Fragment tekstu:

Zawsze możesz przecież opłacić dodatkową parę kursów...
A zdażyło mi się to ostatnio praktykować i nie wiem czy w tym przypadku do czegoś takiego też nie dojdzie
Odpowiedz sobie na pytanie czy kolejka jeździła tam gdzie jest zapotrzebowanie lokalne (w miarę duże) niż tam gdzie jest powiedzmy globalne ale w praktyce równe zero :?:
Panowie, trzy rzeczy: czas jazdy, częstotliwość i ceny biletów
-->Czas jazdy równa się stan torów, więc dlatego rozumiem że zamykamy także z powodu stanu torów. Jednak dopóki na polskich kolejkach jeżdżących planowo nie poprawi się stan torów na tyle by pociągi pasażerskie osiągały prędkości rzędu 40-50 km/h to w zasadzie nie ma co marzyć o lawinowym zwiększeniu ferkwencji. Do kompletu warto dodać że drogą obok o niemalże tych samych porach jedzie PKS, na pewno szybciej i na pewno jest taniej, ale o tym zaraz...

Zadania do wykonania:
- 1) Jakie trzy rzeczy wymienia fragment o kolejkach, zwracając się do „Panów”?
- 2) Przepisz fragment o kolejkach od „A zdażyło mi” do „o tym zaraz...”, zamieniając „PKS” na „autobus”.
Rekordy nie są tu potrzebne.

[Fragment zbioru danych]
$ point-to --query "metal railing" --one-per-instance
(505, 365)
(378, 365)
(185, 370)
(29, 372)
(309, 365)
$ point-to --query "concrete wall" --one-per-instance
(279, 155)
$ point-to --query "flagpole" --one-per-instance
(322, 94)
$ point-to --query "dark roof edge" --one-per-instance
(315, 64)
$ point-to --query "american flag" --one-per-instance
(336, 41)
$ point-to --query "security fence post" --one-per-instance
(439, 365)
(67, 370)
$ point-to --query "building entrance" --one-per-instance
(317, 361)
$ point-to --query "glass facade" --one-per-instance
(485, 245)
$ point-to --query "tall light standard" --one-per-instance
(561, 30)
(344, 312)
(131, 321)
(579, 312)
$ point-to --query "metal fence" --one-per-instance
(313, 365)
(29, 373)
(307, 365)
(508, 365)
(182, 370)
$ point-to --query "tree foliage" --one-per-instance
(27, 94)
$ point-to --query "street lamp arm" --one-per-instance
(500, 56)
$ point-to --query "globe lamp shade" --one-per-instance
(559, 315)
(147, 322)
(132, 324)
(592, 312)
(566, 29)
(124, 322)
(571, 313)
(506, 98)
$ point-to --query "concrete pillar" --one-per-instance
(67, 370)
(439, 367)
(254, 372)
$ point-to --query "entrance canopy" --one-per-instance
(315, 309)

--

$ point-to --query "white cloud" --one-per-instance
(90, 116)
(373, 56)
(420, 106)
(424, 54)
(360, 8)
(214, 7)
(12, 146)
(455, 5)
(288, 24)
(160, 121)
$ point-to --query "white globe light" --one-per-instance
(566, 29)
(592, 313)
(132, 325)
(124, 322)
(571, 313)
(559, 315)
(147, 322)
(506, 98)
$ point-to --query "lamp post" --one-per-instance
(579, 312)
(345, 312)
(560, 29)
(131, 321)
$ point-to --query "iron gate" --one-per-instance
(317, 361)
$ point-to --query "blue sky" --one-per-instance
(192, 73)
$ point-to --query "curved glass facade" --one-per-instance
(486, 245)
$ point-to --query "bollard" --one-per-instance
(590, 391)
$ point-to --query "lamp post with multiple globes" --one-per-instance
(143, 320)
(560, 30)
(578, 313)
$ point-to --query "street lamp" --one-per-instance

Odpowiedzi do zadań:
- 1) Czas jazdy, częstotliwość i ceny biletów.

- 2)
A zdażyło mi się to ostatnio praktykować i nie wiem czy w tym przypadku do czegoś takiego też nie dojdzie
Odpowiedz sobie na pytanie czy kolejka jeździła tam gdzie jest zapotrzebowanie lokalne (w miarę duże) niż tam gdzie jest powiedzmy globalne ale w praktyce równe zero :?:
Panowie, trzy rzeczy: czas jazdy, częstotliwość i ceny biletów
-->Czas jazdy równa się stan torów, więc dlatego rozumiem że zamykamy także z powodu stanu torów. Jednak dopóki na polskich kolejkach jeżdżących planowo nie poprawi się stan torów na tyle by pociągi pasażerskie osiągały prędkości rzędu 40-50 km/h to w zasadzie nie ma co marzyć o lawinowym zwiększeniu ferkwencji. Do kompletu warto dodać że drogą obok o niemalże tych samych porach jedzie autobus, na pewno szybciej i na pewno jest taniej, ale o tym zaraz...